Point-per-instance localization data:
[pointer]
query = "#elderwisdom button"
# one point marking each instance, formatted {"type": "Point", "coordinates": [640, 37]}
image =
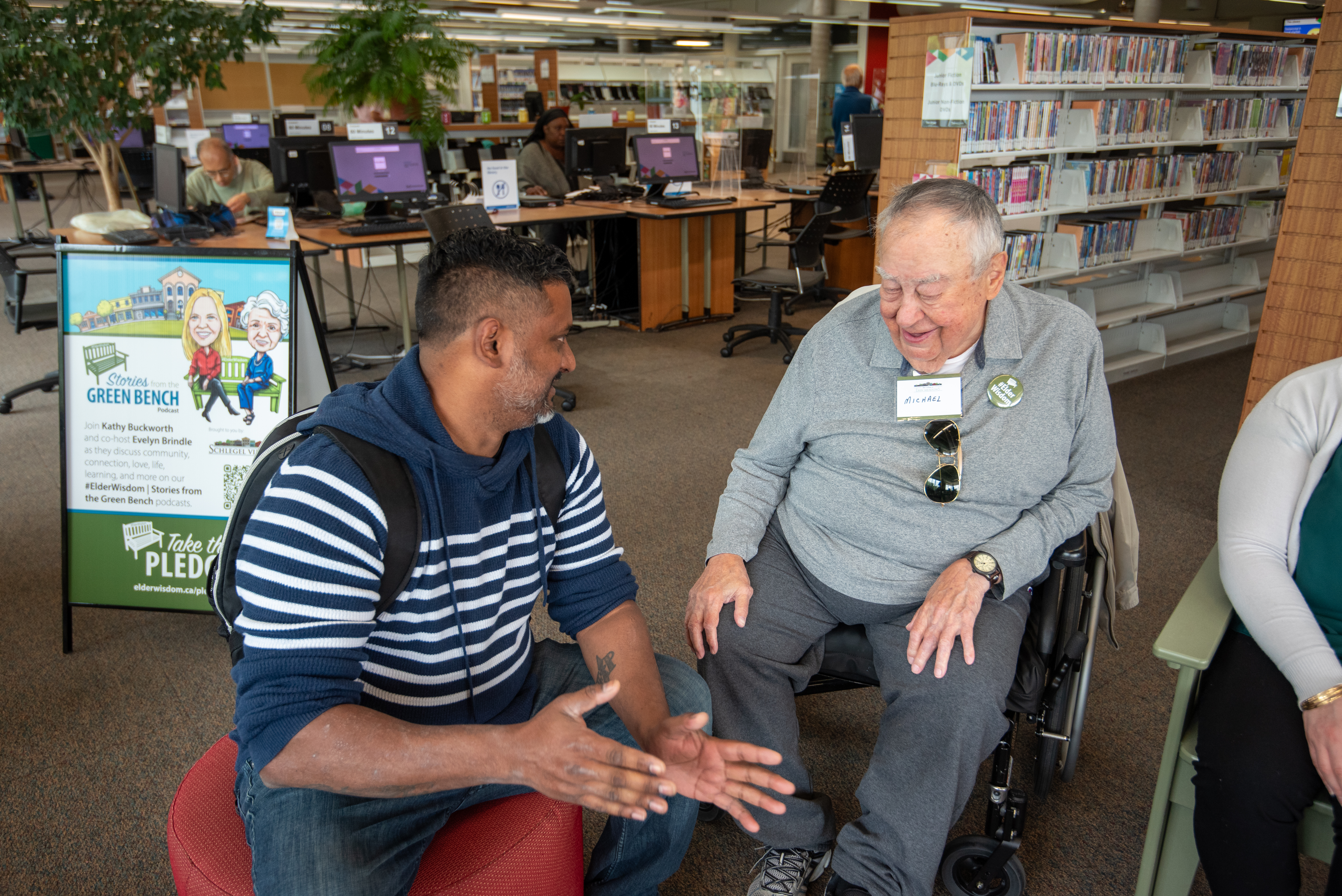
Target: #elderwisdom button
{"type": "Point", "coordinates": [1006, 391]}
...
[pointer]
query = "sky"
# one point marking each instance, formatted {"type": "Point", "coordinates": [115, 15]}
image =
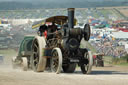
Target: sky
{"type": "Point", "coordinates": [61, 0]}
==
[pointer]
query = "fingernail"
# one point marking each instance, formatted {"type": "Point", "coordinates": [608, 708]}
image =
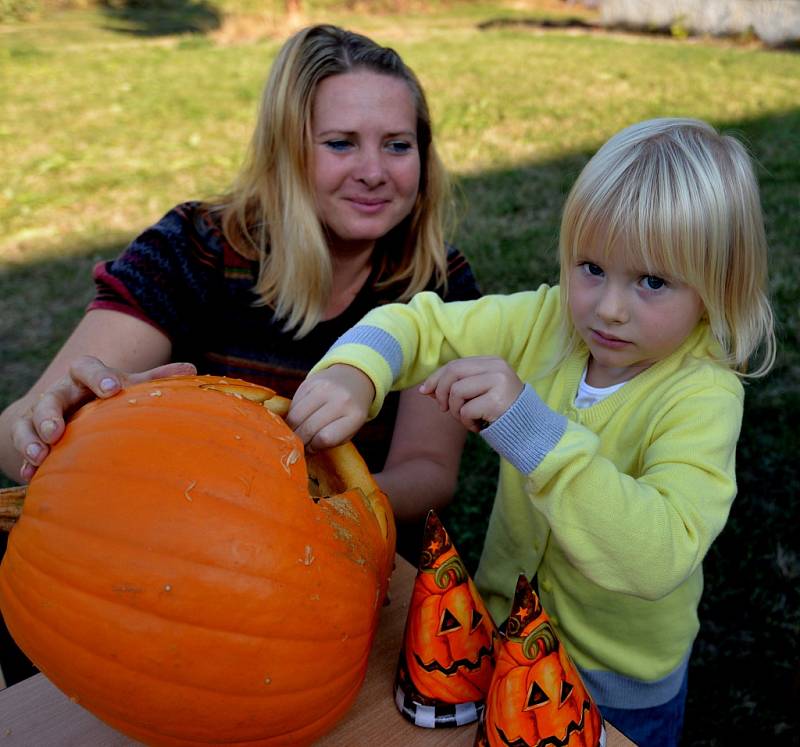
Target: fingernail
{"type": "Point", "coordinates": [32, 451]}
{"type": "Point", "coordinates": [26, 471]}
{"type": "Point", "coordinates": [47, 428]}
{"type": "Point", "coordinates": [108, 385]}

# Problem description:
Scan the records above, count the lines with "query" in them, and give only the number.

# Result of the task:
3